• EXERCISE REQUIREMENTS
Set down, word for word, every line of the listing below, starting with the one that contains "Each instance of the green grass gets" and ending with the final line. Include nothing else.

++++++++++

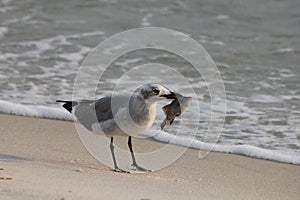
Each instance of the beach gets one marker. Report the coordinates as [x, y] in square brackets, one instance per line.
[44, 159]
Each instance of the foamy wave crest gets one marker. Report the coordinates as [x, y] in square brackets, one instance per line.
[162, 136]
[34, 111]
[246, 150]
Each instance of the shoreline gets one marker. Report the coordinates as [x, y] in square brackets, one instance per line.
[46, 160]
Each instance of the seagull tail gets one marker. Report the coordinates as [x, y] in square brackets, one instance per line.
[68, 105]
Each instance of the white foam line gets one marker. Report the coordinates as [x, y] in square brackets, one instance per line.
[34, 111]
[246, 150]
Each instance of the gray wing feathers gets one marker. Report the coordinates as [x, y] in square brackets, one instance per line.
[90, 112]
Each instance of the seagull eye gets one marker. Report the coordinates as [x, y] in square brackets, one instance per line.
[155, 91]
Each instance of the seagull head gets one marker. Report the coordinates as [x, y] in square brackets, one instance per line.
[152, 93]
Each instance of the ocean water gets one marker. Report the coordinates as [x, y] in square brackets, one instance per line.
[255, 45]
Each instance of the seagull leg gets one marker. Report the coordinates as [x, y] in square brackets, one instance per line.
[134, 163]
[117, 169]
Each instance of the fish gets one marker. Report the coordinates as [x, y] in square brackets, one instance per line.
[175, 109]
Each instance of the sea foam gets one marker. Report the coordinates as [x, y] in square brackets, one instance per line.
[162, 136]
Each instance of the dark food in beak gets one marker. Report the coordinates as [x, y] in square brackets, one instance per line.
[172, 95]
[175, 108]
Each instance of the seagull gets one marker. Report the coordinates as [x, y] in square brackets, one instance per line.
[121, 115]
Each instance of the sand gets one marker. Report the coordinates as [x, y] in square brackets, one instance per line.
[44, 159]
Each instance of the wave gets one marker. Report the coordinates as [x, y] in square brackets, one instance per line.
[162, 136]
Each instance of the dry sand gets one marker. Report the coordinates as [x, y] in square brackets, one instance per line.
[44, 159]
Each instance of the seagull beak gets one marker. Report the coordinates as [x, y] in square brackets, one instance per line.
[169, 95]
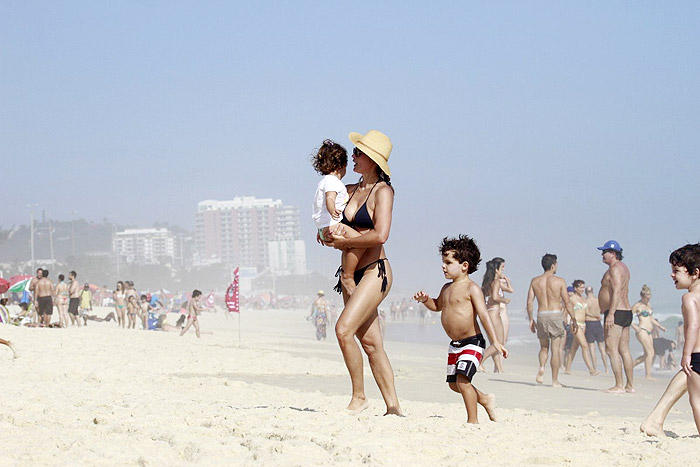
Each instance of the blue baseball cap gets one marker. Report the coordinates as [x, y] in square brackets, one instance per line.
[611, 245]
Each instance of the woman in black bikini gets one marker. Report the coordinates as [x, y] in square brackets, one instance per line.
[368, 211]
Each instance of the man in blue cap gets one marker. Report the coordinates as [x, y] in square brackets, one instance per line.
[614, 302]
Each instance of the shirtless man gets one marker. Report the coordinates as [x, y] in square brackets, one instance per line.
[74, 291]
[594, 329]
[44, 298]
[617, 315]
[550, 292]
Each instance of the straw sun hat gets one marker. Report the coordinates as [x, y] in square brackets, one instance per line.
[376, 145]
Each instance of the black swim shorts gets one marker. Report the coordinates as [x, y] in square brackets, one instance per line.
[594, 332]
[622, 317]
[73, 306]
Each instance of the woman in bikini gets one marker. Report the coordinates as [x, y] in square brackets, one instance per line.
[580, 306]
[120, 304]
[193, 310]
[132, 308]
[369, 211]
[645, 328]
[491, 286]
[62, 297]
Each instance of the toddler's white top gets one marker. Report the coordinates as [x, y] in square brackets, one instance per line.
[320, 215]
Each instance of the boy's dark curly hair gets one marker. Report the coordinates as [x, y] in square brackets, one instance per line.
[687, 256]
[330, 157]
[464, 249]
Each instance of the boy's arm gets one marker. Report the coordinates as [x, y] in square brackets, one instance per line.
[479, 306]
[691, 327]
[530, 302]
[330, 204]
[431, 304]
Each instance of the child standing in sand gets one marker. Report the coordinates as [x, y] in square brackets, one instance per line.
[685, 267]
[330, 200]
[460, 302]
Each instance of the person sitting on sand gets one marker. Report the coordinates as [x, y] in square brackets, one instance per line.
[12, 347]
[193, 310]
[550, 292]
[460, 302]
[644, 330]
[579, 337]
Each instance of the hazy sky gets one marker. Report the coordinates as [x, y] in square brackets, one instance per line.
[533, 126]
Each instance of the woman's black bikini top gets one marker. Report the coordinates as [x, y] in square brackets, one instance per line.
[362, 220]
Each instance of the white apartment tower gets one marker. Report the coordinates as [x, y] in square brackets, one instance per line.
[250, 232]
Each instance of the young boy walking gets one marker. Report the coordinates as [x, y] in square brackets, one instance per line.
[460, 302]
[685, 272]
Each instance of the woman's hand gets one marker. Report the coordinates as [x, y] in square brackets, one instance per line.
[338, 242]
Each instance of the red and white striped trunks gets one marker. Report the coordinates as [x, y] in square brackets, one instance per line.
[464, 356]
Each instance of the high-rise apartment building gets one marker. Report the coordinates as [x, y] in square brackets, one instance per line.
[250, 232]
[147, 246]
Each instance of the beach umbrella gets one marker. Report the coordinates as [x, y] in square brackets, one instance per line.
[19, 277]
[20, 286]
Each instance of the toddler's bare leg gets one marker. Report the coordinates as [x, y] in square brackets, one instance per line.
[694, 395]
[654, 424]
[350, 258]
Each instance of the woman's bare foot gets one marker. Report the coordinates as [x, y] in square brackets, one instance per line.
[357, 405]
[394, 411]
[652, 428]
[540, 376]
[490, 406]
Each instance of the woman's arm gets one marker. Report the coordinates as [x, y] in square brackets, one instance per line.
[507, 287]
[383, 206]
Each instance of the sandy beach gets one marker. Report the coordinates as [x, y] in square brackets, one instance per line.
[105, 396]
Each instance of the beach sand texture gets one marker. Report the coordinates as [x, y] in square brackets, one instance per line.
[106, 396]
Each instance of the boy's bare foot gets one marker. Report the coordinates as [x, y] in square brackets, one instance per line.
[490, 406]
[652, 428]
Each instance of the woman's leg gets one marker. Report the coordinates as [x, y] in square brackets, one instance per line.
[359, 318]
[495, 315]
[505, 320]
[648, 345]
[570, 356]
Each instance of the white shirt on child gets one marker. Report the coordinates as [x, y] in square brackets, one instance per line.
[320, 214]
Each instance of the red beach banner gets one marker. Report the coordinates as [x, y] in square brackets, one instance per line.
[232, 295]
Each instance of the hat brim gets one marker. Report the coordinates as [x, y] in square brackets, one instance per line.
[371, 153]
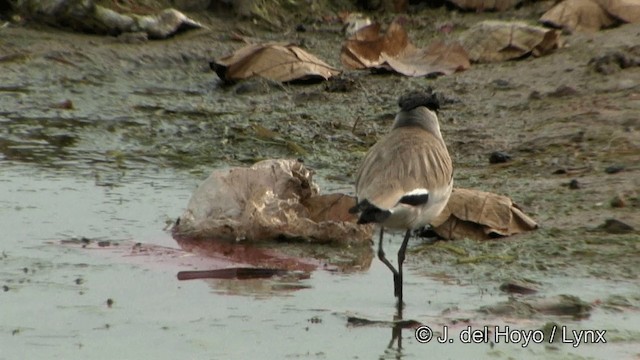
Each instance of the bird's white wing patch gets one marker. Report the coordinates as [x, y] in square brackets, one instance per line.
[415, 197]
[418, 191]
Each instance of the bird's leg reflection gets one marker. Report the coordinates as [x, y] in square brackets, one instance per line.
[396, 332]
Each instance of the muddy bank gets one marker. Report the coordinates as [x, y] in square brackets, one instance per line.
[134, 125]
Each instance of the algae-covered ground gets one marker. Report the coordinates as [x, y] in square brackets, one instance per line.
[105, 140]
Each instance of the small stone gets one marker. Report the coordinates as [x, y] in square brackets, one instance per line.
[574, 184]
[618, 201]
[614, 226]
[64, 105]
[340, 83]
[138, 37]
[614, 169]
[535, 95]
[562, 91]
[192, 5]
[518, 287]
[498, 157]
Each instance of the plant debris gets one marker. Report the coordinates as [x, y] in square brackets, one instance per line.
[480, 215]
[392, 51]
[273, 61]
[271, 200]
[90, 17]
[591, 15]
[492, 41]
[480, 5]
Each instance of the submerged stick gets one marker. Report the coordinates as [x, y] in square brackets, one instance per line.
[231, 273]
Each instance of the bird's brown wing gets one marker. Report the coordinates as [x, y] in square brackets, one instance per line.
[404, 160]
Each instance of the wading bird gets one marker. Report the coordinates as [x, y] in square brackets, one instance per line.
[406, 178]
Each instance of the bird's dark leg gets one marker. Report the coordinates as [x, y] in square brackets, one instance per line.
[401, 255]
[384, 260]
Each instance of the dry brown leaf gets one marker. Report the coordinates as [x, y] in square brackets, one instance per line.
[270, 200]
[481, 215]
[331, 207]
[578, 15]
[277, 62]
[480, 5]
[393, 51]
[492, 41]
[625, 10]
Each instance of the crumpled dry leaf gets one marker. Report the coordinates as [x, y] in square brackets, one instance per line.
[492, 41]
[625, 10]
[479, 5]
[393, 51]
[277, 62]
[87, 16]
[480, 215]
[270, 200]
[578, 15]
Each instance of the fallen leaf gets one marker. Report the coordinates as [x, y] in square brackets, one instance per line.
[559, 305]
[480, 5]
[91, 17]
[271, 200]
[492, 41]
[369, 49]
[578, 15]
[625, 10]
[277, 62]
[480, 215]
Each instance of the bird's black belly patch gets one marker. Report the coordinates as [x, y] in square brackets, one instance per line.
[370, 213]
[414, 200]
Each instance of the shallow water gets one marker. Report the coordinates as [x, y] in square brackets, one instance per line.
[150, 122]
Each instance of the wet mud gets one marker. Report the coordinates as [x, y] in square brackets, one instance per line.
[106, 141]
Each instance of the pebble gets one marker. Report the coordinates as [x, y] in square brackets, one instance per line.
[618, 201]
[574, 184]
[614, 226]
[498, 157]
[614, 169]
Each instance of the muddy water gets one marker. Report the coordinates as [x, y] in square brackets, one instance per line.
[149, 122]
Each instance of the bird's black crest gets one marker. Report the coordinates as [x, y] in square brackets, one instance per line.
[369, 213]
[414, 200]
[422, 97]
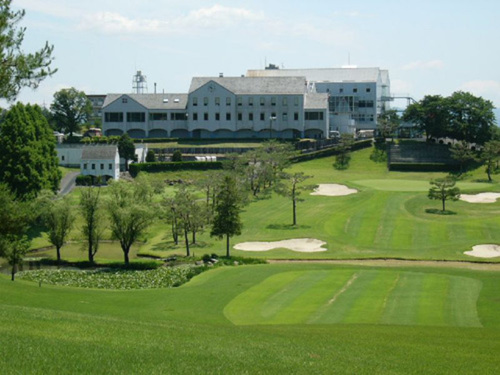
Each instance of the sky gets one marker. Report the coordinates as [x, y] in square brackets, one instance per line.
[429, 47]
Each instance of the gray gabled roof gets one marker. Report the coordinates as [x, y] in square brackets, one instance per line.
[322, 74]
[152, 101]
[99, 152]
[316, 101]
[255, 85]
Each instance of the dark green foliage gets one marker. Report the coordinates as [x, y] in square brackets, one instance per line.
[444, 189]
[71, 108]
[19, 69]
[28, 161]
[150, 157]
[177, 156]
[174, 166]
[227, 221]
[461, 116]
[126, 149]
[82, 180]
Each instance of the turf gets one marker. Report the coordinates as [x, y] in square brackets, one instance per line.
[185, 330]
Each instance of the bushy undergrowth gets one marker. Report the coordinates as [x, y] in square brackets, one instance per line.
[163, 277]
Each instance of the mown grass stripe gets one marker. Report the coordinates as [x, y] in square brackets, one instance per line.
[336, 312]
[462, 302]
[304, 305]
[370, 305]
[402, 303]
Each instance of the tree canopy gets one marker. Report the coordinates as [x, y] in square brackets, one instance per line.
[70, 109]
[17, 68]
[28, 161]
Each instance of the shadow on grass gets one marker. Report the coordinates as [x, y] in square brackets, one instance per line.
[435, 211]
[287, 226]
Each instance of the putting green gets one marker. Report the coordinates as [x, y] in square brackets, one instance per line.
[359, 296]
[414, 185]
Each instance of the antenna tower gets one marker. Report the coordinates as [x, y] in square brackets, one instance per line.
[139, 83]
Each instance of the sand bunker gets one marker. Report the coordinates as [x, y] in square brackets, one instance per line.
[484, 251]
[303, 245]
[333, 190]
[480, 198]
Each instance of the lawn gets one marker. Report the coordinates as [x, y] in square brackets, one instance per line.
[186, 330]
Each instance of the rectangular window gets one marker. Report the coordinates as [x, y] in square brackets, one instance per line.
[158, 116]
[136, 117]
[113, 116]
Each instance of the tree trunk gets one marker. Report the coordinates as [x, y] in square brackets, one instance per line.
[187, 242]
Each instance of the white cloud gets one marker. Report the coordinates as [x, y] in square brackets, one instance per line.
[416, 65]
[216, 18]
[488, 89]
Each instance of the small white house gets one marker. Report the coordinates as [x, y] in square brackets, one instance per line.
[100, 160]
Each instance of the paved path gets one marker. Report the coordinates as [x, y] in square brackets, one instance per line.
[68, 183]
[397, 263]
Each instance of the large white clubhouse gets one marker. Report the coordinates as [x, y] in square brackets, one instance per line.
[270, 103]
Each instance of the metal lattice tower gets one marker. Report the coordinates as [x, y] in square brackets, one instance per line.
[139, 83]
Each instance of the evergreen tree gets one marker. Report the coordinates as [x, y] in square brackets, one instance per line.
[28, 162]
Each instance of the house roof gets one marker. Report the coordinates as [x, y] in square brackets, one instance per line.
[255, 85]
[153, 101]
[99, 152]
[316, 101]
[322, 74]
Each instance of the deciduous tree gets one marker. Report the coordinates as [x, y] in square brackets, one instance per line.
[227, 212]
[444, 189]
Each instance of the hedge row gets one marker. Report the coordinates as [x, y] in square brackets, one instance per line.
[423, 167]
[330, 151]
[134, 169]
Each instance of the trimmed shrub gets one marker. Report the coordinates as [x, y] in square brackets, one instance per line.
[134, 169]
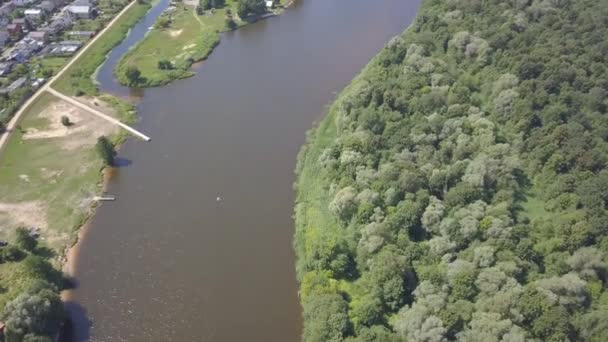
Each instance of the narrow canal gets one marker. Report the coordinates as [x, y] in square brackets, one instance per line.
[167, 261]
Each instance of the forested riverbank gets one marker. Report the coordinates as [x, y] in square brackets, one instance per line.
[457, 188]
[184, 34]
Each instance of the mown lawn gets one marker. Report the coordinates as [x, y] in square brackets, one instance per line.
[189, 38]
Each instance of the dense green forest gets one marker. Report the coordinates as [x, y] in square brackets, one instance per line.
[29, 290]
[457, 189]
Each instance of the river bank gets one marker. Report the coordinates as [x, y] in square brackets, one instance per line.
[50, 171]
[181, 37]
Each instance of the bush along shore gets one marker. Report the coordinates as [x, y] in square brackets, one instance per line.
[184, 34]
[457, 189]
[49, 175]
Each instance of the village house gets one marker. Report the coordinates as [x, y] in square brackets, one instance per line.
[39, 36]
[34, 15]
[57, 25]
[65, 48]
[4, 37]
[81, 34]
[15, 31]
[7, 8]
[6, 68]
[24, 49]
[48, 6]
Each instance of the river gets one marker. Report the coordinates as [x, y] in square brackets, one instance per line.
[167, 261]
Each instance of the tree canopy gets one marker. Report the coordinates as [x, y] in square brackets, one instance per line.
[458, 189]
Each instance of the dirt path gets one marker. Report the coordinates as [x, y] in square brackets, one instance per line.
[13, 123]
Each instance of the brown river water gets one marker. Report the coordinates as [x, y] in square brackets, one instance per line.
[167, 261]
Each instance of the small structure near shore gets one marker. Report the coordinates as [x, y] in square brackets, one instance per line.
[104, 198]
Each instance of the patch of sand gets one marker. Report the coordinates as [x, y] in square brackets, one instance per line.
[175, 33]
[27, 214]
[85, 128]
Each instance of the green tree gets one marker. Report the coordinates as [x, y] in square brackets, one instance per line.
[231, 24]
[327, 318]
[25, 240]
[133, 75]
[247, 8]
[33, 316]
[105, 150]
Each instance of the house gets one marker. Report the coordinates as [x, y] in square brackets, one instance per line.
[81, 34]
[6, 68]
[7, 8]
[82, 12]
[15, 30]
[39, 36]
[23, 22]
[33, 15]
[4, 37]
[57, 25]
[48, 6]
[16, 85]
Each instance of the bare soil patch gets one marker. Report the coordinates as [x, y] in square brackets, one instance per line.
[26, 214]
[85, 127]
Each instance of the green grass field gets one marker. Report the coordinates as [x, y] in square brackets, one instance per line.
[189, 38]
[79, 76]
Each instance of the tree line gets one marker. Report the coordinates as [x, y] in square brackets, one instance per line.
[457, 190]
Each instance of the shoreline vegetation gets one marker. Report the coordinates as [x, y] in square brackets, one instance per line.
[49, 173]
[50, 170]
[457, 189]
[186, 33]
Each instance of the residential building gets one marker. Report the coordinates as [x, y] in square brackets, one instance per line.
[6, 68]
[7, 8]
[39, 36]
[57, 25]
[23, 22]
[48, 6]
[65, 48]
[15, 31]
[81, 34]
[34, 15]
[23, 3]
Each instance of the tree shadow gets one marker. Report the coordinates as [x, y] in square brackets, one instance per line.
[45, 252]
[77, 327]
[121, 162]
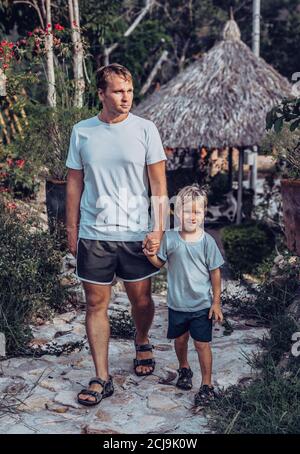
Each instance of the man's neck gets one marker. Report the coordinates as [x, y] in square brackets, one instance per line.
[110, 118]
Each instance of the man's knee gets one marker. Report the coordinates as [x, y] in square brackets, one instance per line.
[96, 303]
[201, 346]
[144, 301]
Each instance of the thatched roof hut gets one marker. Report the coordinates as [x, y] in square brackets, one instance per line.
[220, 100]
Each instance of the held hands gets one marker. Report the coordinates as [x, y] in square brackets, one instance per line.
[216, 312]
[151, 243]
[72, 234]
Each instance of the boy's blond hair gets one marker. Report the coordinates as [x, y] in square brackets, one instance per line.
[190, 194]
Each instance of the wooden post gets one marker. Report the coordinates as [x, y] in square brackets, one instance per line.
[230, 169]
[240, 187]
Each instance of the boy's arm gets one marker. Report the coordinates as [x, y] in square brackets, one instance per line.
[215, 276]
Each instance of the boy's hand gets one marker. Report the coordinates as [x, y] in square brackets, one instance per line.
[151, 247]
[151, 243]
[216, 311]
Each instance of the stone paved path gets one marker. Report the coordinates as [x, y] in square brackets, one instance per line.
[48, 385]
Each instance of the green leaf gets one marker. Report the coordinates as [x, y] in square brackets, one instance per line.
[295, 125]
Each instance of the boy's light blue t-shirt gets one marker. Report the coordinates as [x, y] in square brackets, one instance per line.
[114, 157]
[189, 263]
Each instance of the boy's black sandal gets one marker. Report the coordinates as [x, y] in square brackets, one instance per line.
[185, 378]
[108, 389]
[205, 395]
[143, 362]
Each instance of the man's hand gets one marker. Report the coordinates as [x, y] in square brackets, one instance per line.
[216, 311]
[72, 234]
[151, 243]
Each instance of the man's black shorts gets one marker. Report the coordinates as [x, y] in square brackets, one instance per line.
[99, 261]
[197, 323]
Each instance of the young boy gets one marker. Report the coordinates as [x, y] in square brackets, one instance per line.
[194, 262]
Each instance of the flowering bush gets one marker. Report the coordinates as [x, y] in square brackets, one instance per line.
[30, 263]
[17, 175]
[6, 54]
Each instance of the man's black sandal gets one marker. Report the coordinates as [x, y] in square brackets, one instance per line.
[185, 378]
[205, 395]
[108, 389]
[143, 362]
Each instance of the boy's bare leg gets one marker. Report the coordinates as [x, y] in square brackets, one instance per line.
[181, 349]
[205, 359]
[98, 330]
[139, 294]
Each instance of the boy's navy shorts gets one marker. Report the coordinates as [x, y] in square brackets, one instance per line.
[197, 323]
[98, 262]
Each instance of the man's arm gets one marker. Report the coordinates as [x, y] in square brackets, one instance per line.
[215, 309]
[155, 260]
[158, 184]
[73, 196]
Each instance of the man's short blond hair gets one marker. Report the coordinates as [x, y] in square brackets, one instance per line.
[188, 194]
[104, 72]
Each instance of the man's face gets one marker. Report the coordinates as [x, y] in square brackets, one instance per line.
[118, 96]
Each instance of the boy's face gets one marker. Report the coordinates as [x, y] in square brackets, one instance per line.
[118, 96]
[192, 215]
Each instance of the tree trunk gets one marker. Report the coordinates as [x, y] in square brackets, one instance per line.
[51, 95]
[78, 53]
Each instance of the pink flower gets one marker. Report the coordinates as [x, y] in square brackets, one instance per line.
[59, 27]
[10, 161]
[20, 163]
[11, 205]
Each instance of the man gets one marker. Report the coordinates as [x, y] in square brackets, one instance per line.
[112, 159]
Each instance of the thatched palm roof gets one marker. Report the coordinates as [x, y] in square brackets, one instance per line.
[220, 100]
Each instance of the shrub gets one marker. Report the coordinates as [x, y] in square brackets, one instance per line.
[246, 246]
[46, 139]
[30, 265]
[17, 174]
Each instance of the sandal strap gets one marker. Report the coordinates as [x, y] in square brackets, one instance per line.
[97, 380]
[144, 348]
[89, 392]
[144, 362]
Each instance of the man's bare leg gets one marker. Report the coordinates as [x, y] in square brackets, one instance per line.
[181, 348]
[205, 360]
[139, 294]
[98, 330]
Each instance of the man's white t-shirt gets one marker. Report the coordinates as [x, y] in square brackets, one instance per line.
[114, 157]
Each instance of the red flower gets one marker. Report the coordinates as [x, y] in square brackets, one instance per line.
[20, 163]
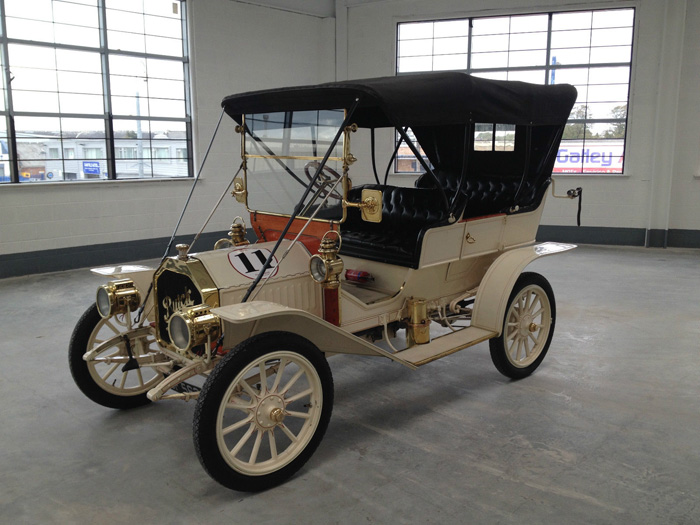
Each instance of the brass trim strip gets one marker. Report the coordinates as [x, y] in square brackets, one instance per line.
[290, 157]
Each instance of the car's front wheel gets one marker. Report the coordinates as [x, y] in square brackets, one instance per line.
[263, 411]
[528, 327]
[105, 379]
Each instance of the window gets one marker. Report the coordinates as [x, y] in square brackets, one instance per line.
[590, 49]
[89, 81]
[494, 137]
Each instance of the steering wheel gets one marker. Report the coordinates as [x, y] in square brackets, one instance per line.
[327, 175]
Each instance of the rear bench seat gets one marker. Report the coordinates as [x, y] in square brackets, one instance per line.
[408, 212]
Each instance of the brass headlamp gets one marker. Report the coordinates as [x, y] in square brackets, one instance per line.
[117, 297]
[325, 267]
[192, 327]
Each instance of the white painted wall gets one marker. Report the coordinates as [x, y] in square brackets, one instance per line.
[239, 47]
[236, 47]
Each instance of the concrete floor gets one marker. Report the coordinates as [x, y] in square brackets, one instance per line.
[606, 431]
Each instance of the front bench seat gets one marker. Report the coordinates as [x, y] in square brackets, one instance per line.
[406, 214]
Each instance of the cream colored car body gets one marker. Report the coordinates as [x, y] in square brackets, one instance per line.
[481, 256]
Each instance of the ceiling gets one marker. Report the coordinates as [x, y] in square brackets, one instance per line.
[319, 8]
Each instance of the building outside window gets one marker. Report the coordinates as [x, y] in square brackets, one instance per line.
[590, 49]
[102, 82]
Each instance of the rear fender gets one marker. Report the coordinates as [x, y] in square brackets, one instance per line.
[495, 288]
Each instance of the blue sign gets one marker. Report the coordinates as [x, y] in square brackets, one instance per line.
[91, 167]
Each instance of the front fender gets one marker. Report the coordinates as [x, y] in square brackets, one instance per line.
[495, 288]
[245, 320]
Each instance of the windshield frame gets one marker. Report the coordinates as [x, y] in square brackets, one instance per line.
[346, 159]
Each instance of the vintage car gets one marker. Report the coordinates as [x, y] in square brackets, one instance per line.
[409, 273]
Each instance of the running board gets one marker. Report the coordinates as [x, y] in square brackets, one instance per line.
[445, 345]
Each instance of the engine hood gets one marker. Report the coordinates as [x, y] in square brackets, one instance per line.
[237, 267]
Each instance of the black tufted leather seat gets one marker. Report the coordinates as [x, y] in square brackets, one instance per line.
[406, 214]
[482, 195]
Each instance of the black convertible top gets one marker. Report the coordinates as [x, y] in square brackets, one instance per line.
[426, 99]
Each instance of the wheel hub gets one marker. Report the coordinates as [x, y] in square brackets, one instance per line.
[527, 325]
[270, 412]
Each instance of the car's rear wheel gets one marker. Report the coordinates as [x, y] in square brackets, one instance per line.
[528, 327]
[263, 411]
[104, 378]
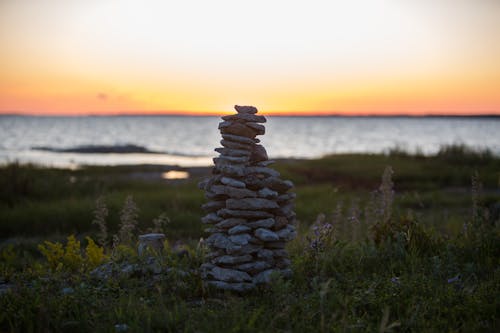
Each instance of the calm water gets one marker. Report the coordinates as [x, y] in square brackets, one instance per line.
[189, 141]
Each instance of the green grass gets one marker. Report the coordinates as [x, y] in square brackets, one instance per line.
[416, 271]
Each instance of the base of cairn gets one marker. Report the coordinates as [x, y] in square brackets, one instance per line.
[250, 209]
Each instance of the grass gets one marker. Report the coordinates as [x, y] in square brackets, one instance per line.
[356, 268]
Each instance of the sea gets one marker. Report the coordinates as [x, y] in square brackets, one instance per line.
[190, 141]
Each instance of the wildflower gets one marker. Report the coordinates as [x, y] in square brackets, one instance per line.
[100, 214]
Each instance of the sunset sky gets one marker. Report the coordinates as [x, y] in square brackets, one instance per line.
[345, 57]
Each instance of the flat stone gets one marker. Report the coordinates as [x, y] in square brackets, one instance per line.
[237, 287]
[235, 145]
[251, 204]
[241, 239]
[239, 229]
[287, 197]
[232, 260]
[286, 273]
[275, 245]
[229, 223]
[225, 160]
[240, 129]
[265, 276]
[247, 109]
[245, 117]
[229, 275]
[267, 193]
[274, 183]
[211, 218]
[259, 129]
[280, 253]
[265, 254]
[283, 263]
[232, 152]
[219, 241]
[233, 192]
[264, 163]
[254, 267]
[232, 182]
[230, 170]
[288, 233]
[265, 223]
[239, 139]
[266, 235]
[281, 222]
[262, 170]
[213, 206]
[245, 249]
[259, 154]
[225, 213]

++++++++++

• ANSWER FOR THIS EXERCISE
Each instance of the green grass gets one marker. Report the coordinates as [x, y] in square brackets, one instance per line.
[416, 271]
Each instance of the base of cairn gets one marker. Report the coordinates as [x, y] in square brackets, one instance per line.
[250, 209]
Each instance of the grass gets one marker. Report the coordinates as [x, y] in square brackets, one instance per line.
[356, 268]
Each instance of the sea gets one marker. Report the coordinates as [x, y] in square brackets, one instance per line.
[190, 141]
Each instance of the wildflower gets one marker. Report the coordinates as [x, y] in square brackets, one instance per line.
[100, 214]
Each instance of the sunset sky gets one marker. Report the coordinates as [x, y] in square brackets, one instance per line.
[345, 57]
Each instance of the flat stone gets one marker. Report the coordinates as [x, y] in square brackets, one instance per line.
[237, 287]
[235, 145]
[251, 204]
[241, 239]
[239, 229]
[287, 197]
[232, 260]
[286, 273]
[275, 245]
[229, 223]
[225, 160]
[240, 129]
[265, 276]
[247, 109]
[245, 117]
[229, 275]
[267, 193]
[274, 183]
[211, 218]
[259, 129]
[280, 253]
[265, 254]
[283, 263]
[232, 152]
[219, 241]
[233, 192]
[264, 163]
[254, 267]
[232, 182]
[230, 170]
[288, 233]
[265, 223]
[239, 139]
[266, 235]
[281, 222]
[262, 170]
[213, 206]
[245, 249]
[259, 154]
[225, 213]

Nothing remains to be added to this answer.